Time and date: 15:30 to 16.30 Thursday 2 November
Place: Room Large lecture theatre, Department of Statistics, Oxford

Zoom: https://zoom.us/j/94334081927?pwd=ZGZWRmJJUVhjMndkT1dNQnpuOFVrdz09
Meeting ID: 943 3408 1927
Passcode: 118389

Title:
Structured Inductive Biases in Machine Learning: Approaches to Magnetic SLAM and Multi-scale Generative Modelling

Abstract:
This talk considers two mutually different application areas in machine learning that benefit from inducing structure in the problem formulation: Magnetic simultaneous localization and mapping (SLAM) and generative modelling of images with diffusion models (see [1] and [2], respectively). Magnetic SLAM relies on particle filtering (sequential Monte Carlo) to learn a map of the ambient magnetic field and simultaneously use it for localization/tracking. A key component in such a SLAM system is aiding the magnetic vector-field mapping process with a Gaussian process prior to encoding physical constraints from Maxwell's equations. The second part of the talk considers the innate multi-scale structure within images as part of generative modelling. Drawing inspiration from both diffusion models and the empirical success of coarse-to-fine strategies, this talk presents a recent approach that mimics the reverse of the heat equation. This partial differential equation, when applied to a 2D image plane, inherently diminishes fine-scale details. Our method infers the forward heat equation combined with consistent additive noise as a variational approximation to the diffusion latent variable model. In the broader scope, this talk aims to view model-induced bias/structure as a potential strength instead of a possible weakness.

Listed entries
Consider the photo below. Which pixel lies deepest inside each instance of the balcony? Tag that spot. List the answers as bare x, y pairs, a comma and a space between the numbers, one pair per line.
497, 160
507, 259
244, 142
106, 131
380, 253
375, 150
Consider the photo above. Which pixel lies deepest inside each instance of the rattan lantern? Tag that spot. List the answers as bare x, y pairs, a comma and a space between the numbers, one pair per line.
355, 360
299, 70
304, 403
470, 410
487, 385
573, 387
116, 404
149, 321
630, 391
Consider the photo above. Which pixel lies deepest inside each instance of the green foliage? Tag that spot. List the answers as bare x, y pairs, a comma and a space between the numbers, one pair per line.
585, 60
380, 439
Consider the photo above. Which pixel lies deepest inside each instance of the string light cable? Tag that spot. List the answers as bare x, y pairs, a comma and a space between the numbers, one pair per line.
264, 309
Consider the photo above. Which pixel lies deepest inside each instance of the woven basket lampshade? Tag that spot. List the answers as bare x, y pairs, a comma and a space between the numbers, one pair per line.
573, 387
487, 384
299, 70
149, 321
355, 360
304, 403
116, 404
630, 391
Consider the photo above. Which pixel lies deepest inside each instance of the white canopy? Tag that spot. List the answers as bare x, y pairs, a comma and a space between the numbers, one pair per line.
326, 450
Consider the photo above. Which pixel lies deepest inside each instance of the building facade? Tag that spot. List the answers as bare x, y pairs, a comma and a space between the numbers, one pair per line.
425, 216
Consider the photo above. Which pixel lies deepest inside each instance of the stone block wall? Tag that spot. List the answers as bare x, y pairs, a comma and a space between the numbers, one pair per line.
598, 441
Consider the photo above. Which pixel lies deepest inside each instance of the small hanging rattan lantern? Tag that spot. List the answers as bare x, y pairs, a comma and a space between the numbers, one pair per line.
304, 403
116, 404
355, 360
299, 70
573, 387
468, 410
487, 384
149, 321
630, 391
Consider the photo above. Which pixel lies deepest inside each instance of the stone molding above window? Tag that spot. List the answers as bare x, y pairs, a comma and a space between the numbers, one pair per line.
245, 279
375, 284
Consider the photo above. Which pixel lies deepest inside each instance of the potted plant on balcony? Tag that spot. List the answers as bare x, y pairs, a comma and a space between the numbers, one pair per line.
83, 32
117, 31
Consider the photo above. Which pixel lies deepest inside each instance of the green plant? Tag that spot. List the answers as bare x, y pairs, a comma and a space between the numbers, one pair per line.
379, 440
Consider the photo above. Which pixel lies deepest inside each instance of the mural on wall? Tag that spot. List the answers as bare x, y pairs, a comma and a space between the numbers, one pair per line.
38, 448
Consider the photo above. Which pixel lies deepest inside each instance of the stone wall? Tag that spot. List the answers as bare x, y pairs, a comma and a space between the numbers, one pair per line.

...

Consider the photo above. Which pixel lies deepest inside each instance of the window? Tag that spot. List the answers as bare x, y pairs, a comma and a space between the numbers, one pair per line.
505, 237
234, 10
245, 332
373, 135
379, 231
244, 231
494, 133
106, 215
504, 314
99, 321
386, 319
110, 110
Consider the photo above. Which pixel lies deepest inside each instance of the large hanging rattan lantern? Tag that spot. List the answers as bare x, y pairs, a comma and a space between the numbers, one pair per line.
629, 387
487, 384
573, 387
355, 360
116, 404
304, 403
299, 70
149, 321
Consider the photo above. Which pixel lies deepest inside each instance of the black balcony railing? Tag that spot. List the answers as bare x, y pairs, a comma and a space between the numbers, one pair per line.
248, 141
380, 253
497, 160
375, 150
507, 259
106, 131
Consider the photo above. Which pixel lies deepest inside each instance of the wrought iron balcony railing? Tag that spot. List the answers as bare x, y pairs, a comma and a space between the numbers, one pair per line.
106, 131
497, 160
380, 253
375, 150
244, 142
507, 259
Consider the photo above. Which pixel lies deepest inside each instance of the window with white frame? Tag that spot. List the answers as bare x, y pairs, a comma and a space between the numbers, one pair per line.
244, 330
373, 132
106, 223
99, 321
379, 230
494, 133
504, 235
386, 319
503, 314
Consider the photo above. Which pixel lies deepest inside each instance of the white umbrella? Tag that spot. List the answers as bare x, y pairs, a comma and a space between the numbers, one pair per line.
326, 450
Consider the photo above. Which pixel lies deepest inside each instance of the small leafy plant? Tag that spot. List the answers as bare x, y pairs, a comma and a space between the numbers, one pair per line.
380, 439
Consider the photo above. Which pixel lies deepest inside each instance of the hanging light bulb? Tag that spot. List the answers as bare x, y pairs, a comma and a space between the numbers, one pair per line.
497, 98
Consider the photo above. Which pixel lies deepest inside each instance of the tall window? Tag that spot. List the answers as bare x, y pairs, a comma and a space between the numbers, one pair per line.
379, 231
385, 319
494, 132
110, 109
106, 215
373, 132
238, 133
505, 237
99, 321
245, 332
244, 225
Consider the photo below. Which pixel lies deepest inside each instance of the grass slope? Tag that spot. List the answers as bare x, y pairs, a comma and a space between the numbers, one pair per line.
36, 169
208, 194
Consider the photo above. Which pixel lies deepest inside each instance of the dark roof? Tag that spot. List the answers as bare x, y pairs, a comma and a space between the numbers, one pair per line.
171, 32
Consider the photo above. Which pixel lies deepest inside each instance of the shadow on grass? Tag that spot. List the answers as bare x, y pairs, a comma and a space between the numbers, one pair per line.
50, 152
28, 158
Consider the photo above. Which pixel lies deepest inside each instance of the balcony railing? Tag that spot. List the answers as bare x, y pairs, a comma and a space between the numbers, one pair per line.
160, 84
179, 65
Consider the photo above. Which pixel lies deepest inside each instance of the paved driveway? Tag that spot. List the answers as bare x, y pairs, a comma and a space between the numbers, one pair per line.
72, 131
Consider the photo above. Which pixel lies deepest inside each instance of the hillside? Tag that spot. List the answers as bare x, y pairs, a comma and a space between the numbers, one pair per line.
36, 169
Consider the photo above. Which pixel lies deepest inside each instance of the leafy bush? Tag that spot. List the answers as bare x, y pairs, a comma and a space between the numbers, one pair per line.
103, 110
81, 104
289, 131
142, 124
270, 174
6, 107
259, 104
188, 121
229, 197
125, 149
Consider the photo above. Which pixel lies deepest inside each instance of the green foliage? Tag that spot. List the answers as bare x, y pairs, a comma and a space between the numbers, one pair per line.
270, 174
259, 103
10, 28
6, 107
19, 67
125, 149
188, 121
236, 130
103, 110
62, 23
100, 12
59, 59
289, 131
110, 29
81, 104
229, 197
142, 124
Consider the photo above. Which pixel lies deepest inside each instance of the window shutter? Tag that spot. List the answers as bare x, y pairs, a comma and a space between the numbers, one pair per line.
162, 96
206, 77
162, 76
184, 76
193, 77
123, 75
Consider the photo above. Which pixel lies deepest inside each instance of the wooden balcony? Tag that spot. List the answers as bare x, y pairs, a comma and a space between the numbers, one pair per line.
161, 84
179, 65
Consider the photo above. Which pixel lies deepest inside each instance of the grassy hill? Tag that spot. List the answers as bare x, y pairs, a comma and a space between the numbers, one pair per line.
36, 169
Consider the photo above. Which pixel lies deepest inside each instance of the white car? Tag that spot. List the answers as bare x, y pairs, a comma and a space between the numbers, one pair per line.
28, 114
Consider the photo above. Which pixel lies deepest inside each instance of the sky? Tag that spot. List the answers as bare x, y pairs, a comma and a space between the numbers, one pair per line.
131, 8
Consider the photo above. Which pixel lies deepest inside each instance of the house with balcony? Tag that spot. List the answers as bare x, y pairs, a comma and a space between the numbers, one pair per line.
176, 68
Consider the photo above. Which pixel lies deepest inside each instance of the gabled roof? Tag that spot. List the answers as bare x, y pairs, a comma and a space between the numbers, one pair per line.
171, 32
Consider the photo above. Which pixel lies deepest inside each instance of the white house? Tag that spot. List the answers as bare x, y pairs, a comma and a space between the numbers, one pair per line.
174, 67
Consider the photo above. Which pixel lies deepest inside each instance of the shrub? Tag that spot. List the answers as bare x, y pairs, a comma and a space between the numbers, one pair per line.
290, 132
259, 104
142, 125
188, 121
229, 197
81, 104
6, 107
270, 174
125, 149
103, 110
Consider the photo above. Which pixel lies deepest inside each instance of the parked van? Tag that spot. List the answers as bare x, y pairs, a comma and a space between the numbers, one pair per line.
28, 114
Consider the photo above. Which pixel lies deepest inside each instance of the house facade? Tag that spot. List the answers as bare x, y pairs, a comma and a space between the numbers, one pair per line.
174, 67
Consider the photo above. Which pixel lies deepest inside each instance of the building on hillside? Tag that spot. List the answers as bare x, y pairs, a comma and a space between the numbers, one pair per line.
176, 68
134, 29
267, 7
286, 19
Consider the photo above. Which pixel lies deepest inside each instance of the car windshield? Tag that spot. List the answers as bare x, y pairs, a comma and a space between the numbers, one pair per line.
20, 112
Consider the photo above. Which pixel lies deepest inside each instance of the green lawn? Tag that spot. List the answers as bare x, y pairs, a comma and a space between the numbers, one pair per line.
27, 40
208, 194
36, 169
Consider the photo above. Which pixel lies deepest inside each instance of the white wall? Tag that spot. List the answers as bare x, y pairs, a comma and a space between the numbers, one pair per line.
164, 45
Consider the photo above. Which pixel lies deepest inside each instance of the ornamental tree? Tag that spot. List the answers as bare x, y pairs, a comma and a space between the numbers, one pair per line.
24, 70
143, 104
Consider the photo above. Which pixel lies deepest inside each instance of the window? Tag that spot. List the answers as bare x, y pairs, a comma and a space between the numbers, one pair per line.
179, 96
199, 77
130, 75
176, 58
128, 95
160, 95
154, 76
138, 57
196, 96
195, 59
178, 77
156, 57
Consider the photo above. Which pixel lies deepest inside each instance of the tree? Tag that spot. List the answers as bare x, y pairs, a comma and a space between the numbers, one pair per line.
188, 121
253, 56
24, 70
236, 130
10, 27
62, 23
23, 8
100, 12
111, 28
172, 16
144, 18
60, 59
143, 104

Exercise instructions
Reproduce the seminar announcement word for word, from the time and date line through the end of the abstract.

Worked solution
Time and date: 15:30 to 16.30 Thursday 2 November
Place: Room Large lecture theatre, Department of Statistics, Oxford

Zoom: https://zoom.us/j/94334081927?pwd=ZGZWRmJJUVhjMndkT1dNQnpuOFVrdz09
Meeting ID: 943 3408 1927
Passcode: 118389

Title:
Structured Inductive Biases in Machine Learning: Approaches to Magnetic SLAM and Multi-scale Generative Modelling

Abstract:
This talk considers two mutually different application areas in machine learning that benefit from inducing structure in the problem formulation: Magnetic simultaneous localization and mapping (SLAM) and generative modelling of images with diffusion models (see [1] and [2], respectively). Magnetic SLAM relies on particle filtering (sequential Monte Carlo) to learn a map of the ambient magnetic field and simultaneously use it for localization/tracking. A key component in such a SLAM system is aiding the magnetic vector-field mapping process with a Gaussian process prior to encoding physical constraints from Maxwell's equations. The second part of the talk considers the innate multi-scale structure within images as part of generative modelling. Drawing inspiration from both diffusion models and the empirical success of coarse-to-fine strategies, this talk presents a recent approach that mimics the reverse of the heat equation. This partial differential equation, when applied to a 2D image plane, inherently diminishes fine-scale details. Our method infers the forward heat equation combined with consistent additive noise as a variational approximation to the diffusion latent variable model. In the broader scope, this talk aims to view model-induced bias/structure as a potential strength instead of a possible weakness.